Coordinate labeling data
____________
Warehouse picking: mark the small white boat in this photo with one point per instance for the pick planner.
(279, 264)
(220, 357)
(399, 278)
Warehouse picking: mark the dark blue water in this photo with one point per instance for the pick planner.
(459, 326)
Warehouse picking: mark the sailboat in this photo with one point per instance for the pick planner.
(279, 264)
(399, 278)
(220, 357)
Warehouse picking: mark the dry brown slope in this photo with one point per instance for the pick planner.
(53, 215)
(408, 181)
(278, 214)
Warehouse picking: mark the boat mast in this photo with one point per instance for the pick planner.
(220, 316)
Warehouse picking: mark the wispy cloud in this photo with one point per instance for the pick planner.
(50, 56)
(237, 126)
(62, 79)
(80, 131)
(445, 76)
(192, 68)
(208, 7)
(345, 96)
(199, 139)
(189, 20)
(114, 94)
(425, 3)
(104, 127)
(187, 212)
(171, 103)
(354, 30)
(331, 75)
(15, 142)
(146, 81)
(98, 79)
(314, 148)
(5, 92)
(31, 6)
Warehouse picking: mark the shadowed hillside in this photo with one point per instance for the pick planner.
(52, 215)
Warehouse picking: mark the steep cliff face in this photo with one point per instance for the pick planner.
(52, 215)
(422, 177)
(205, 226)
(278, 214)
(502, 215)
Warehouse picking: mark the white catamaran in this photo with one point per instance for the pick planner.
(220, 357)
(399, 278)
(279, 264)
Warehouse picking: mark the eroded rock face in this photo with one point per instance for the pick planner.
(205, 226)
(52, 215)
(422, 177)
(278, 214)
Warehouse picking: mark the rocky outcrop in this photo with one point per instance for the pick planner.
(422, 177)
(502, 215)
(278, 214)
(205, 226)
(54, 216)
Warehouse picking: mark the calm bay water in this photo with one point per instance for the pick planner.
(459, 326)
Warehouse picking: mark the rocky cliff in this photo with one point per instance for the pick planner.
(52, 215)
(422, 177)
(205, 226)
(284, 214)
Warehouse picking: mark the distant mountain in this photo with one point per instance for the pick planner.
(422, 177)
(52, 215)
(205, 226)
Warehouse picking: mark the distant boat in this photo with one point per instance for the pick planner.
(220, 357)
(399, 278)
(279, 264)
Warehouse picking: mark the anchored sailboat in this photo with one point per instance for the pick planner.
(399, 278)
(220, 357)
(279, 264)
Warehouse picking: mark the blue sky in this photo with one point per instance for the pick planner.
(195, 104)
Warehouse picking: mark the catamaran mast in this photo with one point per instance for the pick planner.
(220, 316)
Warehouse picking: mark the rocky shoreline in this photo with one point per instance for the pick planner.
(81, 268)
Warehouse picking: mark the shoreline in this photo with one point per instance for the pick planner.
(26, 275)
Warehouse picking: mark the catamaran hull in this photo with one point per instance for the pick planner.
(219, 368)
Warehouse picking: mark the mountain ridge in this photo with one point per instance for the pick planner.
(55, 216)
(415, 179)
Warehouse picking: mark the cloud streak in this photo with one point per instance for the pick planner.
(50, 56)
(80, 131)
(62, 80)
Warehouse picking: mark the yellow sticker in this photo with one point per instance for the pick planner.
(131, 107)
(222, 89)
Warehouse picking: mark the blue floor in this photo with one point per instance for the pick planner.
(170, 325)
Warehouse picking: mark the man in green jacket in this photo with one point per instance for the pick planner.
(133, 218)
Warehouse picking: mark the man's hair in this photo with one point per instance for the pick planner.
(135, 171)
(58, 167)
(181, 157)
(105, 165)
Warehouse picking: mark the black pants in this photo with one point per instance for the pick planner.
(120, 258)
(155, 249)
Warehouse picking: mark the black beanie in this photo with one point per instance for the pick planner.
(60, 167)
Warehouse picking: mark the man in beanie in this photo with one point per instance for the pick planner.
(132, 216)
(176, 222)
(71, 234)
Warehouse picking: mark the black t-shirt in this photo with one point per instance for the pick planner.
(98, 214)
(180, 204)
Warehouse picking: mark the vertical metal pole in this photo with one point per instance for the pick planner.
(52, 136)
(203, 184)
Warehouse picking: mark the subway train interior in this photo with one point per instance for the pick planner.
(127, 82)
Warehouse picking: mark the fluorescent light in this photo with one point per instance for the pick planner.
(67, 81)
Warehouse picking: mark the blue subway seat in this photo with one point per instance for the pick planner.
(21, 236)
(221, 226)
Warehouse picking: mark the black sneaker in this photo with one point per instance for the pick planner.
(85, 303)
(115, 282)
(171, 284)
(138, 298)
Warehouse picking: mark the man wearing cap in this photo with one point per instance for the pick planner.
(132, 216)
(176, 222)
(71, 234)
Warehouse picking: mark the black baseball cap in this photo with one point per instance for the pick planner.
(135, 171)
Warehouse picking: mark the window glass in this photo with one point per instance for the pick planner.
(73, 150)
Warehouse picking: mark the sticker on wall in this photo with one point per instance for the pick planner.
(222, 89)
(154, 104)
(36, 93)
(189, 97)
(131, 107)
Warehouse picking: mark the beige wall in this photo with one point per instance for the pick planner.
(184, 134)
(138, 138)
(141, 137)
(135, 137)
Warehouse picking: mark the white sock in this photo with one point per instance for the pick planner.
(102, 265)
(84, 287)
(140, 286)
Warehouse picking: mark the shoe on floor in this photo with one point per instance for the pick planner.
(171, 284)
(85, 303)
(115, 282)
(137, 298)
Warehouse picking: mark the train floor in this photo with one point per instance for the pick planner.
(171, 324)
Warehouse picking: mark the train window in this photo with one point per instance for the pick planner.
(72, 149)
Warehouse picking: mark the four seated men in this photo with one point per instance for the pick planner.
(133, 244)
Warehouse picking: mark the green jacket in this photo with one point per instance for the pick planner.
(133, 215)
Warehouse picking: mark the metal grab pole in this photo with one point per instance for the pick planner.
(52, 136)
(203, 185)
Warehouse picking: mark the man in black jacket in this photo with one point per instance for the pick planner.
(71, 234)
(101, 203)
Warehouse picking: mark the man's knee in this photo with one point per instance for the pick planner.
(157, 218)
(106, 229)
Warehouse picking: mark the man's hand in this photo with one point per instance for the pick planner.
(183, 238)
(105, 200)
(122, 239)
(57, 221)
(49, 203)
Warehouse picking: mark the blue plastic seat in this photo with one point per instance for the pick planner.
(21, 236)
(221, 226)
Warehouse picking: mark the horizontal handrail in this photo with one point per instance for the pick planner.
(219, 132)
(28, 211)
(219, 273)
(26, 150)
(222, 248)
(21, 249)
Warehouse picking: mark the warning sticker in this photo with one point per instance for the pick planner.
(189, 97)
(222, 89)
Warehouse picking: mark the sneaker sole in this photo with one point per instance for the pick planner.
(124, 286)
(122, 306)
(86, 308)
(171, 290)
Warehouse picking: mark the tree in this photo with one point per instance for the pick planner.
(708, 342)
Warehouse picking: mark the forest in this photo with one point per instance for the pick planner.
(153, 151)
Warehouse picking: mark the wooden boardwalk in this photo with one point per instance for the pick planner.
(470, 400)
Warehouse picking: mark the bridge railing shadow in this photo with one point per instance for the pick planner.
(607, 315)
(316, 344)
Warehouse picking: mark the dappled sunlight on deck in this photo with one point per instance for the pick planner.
____________
Beginning at the line that holds "Warehouse picking: mark the blue plastic", write out word for word each line through the end of the records.

TASK ANSWER:
Warehouse picking: mark the blue plastic seat in this photo with one point per instance for the pick planner.
(21, 236)
(221, 226)
Warehouse picking: mark the horizontal handrail in this photo with one point per instance for the pick planner.
(219, 132)
(28, 211)
(219, 273)
(26, 150)
(222, 248)
(21, 249)
Warehouse picking: mark the warning sticker in this photo with one point per instance for the pick planner.
(189, 97)
(222, 89)
Warehouse picking: mark the sneaker sole in this photo with one point per instance for the pick planner.
(124, 286)
(122, 306)
(86, 308)
(171, 290)
Warehouse picking: mark the tree in this photo with one point per instance for the pick planner.
(708, 342)
Warehouse picking: mark the forest in this photo with one point per instance for the pick planner.
(153, 151)
Warehouse picking: mark the wooden boardwalk in this photo with one point per instance for the pick planner.
(470, 400)
Warehouse picking: mark the bridge railing shadow in this photo with one point per instance for the pick planner.
(607, 315)
(316, 344)
Warehouse picking: mark the dappled sunlight on deck in this photo with one point per instance for the pick planner.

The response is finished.